▶ _EXERCISE OBJECTIVE_:
Reproduce every one of the following items word for word, keeping each line unchanged and in its original order.

--------------------------------

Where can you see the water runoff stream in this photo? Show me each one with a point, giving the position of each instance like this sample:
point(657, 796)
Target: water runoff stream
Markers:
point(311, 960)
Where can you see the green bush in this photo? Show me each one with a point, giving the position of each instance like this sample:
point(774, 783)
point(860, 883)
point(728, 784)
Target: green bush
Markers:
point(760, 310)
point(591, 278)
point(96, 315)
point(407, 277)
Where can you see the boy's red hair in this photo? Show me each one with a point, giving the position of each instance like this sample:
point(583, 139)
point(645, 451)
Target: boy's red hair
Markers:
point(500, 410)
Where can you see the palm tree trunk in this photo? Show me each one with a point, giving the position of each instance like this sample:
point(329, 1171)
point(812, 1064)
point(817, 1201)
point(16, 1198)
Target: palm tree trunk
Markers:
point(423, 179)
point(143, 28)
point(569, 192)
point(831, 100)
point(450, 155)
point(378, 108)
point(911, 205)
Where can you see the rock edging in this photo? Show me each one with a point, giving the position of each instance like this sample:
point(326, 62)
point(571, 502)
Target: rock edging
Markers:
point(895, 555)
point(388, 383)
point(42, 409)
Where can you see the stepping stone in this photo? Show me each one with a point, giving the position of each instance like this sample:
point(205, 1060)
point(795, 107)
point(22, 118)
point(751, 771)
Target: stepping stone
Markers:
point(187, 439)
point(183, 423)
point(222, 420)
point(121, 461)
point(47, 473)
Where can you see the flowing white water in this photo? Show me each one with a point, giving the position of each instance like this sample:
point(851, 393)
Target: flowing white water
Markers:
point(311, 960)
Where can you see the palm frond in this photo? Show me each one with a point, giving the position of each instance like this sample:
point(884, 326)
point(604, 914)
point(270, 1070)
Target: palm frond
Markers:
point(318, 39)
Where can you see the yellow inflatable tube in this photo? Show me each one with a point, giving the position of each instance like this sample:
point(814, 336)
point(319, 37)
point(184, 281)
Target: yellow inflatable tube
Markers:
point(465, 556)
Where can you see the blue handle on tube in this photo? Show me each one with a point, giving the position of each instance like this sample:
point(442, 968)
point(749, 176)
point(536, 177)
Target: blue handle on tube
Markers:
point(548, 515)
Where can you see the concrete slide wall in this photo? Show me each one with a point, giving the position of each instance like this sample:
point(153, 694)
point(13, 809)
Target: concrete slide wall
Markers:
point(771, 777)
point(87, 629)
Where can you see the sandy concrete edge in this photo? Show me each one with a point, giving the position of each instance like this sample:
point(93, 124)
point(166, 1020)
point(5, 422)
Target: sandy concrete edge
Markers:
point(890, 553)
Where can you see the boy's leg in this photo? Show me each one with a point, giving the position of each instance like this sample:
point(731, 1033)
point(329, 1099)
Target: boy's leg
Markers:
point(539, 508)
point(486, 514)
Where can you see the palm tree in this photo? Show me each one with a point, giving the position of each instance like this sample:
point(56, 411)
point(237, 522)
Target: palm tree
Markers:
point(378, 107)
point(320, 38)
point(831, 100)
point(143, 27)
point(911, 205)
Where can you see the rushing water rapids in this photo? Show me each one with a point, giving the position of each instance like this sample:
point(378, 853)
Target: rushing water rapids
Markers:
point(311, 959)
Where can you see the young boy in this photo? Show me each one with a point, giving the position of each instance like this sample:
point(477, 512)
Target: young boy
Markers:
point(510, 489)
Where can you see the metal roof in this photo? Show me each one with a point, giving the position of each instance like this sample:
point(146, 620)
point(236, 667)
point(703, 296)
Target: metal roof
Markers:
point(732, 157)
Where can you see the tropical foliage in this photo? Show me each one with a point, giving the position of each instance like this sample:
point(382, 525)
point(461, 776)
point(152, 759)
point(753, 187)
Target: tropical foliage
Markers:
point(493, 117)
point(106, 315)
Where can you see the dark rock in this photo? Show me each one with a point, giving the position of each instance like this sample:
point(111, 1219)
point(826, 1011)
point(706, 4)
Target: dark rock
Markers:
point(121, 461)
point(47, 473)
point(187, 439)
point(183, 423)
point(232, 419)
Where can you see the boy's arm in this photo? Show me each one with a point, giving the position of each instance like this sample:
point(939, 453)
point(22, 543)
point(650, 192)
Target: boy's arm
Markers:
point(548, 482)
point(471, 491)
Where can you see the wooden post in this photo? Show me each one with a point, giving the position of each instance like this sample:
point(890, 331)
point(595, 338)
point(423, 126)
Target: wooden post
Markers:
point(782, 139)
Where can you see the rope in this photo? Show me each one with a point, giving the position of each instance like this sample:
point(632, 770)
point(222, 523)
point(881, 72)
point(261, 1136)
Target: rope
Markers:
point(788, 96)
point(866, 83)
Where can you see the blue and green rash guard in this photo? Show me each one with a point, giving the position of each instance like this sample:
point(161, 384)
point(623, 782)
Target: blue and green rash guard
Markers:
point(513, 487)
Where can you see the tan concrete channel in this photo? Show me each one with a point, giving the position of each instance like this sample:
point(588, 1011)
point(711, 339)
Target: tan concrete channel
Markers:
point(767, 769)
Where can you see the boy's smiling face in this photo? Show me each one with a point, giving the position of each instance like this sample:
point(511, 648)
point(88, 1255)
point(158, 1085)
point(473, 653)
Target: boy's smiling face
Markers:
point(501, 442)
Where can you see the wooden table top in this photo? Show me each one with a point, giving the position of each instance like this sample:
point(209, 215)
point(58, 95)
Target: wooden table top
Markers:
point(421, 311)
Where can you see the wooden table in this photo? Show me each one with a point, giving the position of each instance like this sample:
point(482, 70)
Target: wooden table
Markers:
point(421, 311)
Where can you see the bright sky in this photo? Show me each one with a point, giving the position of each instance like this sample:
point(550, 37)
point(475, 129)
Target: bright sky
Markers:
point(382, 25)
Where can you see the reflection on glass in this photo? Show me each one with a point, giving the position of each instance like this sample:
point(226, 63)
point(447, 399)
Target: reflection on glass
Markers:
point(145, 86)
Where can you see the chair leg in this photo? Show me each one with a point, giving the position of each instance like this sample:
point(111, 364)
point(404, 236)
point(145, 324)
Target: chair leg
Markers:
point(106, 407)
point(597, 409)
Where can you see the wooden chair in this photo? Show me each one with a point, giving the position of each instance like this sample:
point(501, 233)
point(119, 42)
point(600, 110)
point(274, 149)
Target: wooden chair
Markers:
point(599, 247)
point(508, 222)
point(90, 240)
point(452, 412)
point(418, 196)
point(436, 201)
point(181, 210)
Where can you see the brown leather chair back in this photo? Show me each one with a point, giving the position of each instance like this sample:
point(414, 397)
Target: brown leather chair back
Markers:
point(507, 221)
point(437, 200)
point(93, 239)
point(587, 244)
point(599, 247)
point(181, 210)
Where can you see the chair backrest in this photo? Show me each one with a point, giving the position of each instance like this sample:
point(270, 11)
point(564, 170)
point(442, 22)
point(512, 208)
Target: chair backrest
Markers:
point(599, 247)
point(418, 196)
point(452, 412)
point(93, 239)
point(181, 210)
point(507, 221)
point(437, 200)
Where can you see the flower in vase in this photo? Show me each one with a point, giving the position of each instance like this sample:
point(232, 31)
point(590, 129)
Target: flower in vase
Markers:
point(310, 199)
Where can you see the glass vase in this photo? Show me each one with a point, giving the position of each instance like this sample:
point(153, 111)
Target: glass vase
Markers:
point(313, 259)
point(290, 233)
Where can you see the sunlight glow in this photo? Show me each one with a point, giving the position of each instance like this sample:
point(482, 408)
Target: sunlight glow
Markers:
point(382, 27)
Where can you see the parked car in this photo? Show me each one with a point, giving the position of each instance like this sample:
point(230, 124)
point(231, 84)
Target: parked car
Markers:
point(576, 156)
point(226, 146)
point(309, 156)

--------------------------------

▶ _SOLUTION TO THIS EXERCISE_:
Where can you see the water runoff stream in this photo? Show me each one with a point, giving the position of each instance like this sample:
point(657, 796)
Target: water runoff stream
Markers:
point(311, 960)
Where can you see the green bush in this photo? Show me each one with a point, giving the position of each instance like this sample:
point(774, 783)
point(860, 883)
point(728, 784)
Target: green bush
Markers:
point(760, 310)
point(591, 278)
point(96, 315)
point(407, 277)
Where can you see the boy's red hair in this photo? Show me each one with a point, giving the position of each instance like this sample:
point(583, 139)
point(645, 451)
Target: boy's red hair
Markers:
point(500, 410)
Where can you see the palm tree trunk in this photo? Show me each one with a point, giving the position of each instance like this sample:
point(329, 1171)
point(812, 1064)
point(817, 1201)
point(16, 1198)
Target: palm tree trunk
Markers:
point(423, 179)
point(143, 28)
point(569, 192)
point(831, 100)
point(450, 155)
point(378, 108)
point(911, 205)
Where can you see the rock edging in this photo? Show me each one with a point, giving the position of each instance like this sample:
point(326, 62)
point(571, 502)
Target: rock edging
Markers:
point(895, 555)
point(388, 383)
point(42, 409)
Where can you see the stepping stone in this photo? Show me each one with a point, giving the position of each instance like this sample:
point(205, 1060)
point(795, 107)
point(22, 118)
point(751, 771)
Target: stepping stone
Markers:
point(187, 439)
point(183, 423)
point(222, 420)
point(121, 461)
point(47, 473)
Where can you see the flowing white water in this photo? Show me each one with a point, giving the position of each instance like this sample:
point(851, 393)
Target: flowing white water
Markers:
point(311, 960)
Where can you see the palm frond in this photo? Show me each one with a point, giving the position of each instance like this sample:
point(884, 326)
point(604, 914)
point(270, 1070)
Target: palm frond
Markers:
point(318, 39)
Where can you see the yellow inflatable tube in this photo? Show me each one with a point, giving the position of each instance like this sample:
point(814, 336)
point(319, 37)
point(184, 281)
Target: yellow inflatable tube
Markers:
point(465, 556)
Where can you see the blue handle on tube in this photo? Show me each one with a point, giving the position of each instance like this sample:
point(442, 968)
point(749, 176)
point(536, 177)
Target: blue handle on tube
Markers:
point(548, 515)
Where can you see the concrete slide wall in this photo? Show me each one with a point, giving the position of each instance like this sample:
point(153, 694)
point(13, 809)
Target: concrete slide wall
Markers:
point(771, 777)
point(87, 629)
Where can you see the sandy concrete edge in this photo? Show me each one with a point, giving the position of each instance like this sample:
point(93, 124)
point(166, 1020)
point(5, 422)
Target: sandy concrete edge
Markers:
point(890, 553)
Where can you see the boy's leg in this photo? Show me each one with a point, giving the position of each instance like this sample:
point(731, 1033)
point(329, 1099)
Target: boy's leg
Markers:
point(539, 508)
point(486, 514)
Where can you see the palm tree in this photo? Show me each one with a point, giving the position of each instance like this sample:
point(56, 411)
point(237, 522)
Target: palm tree
Markers:
point(378, 107)
point(320, 38)
point(831, 100)
point(143, 27)
point(911, 205)
Where can you see the rushing water rapids in this photo? Show me each one with a point, giving the position of each instance like this sample:
point(378, 853)
Target: rushing water rapids
Markers:
point(311, 959)
Where can you see the young boy in this photo? Show me each one with a point, giving the position of each instance like this sample:
point(477, 512)
Target: young boy
Markers:
point(510, 489)
Where can you see the metal roof in this photo? Show me each one with a point, giving the position of each instance like this sample:
point(146, 620)
point(236, 667)
point(703, 296)
Target: metal roof
Markers:
point(732, 157)
Where can you see the tropical foliage in this photo? Show me each one with a point, giving the position of each instance like this sample:
point(382, 525)
point(461, 776)
point(152, 759)
point(753, 187)
Target: tropical foliage
Markers:
point(493, 117)
point(106, 315)
Where can you see the dark rock in this photo? Show me each one with a point, giving the position of each instance like this sample:
point(111, 1219)
point(826, 1011)
point(706, 4)
Target: dark rock
Markers:
point(121, 461)
point(47, 473)
point(187, 439)
point(183, 423)
point(232, 419)
Where can you see the boy's arm in this photo? Show me each one with a point, giving the position of each instance like this sample:
point(939, 453)
point(22, 543)
point(650, 192)
Target: boy's arm
Markers:
point(548, 482)
point(471, 491)
Where can you see the wooden post in this photo? Show me each one with a point, giving the position of each instance like this sample:
point(890, 331)
point(595, 338)
point(423, 126)
Target: wooden post
Markers:
point(782, 139)
Where can you see the rope in this photo? Show me each one with a point, giving the position of each instance like this sample:
point(632, 770)
point(222, 523)
point(881, 72)
point(261, 1136)
Target: rope
Markers:
point(788, 96)
point(866, 83)
Where can you see the blue and green rash guard in this photo? Show me each one with a point, giving the position of each instance like this sample:
point(161, 384)
point(623, 782)
Target: blue and green rash guard
Markers:
point(513, 487)
Where can you see the tan concrete channel in this photo? Show me each one with a point, giving the position of each instance like this sample:
point(588, 1011)
point(711, 339)
Target: tan concrete channel
Markers:
point(767, 769)
Where can you see the boy's smiling face in this photo? Show me each one with a point, giving the position of each instance like this sample:
point(511, 648)
point(88, 1255)
point(158, 1085)
point(473, 653)
Target: boy's smiling face
Markers:
point(501, 442)
Where can you see the wooden table top in this photo? Show me each one with a point, giving the position of each instance like this sample:
point(209, 215)
point(58, 95)
Target: wooden table top
Markers:
point(421, 311)
Where can you see the wooden table in this photo? Show me each one with a point, giving the position of each instance like this sample:
point(482, 70)
Target: wooden table
Markers:
point(421, 311)
Where can you see the bright sky in this photo? Show me each one with a point, giving the position of each instance like this sample:
point(550, 37)
point(475, 129)
Target: bright sky
Markers:
point(382, 25)
Where can you see the reflection on glass in this photo? Show me each one with a point, giving the position of each instance like this sample:
point(226, 63)
point(447, 399)
Target: reflection on glass
Markers:
point(145, 86)
Where can you see the chair leg in this photo? Show me each one with a point, giving the position of each instance like this sample:
point(111, 364)
point(404, 236)
point(145, 324)
Target: chair leg
Markers:
point(106, 407)
point(597, 409)
Where can you see the wooden chair in this photo? Show me each one with a point, giving the position of each instance like this sample:
point(501, 233)
point(119, 42)
point(600, 110)
point(274, 149)
Target: wooden chair
Markers:
point(599, 247)
point(508, 222)
point(90, 240)
point(452, 412)
point(418, 196)
point(436, 201)
point(181, 210)
Where can you see the brown leather chair back in this photo? Show me each one with a point, giving the position of each instance like this sample:
point(414, 397)
Target: brown leather chair back
Markers:
point(507, 221)
point(437, 200)
point(93, 239)
point(587, 244)
point(599, 247)
point(181, 210)
Where can you see the chair backrest in this photo? Show me each one with a point, giving the position of each instance like this sample:
point(270, 11)
point(564, 170)
point(442, 22)
point(512, 208)
Target: chair backrest
Markers:
point(599, 247)
point(418, 196)
point(452, 412)
point(93, 239)
point(181, 210)
point(507, 221)
point(437, 200)
Where can you see the flower in vase in this photo? Show me each one with a point, giving the position of each instance like this sample:
point(232, 31)
point(590, 129)
Target: flower in vase
Markers:
point(310, 199)
Where can you see the glass vase in this photo? Show me each one with a point, giving the position of each instance like this sample:
point(153, 111)
Target: glass vase
Markers:
point(313, 259)
point(290, 233)
Where can you see the sunlight glow in this photo? Show me each one with a point, giving the position of each instance like this sample:
point(482, 408)
Target: sunlight glow
Markers:
point(382, 27)
Where can you see the parked car in this photo? Show me each one with a point, giving the position of each instance like this sample:
point(230, 124)
point(231, 84)
Target: parked car
Markers:
point(576, 156)
point(226, 146)
point(309, 156)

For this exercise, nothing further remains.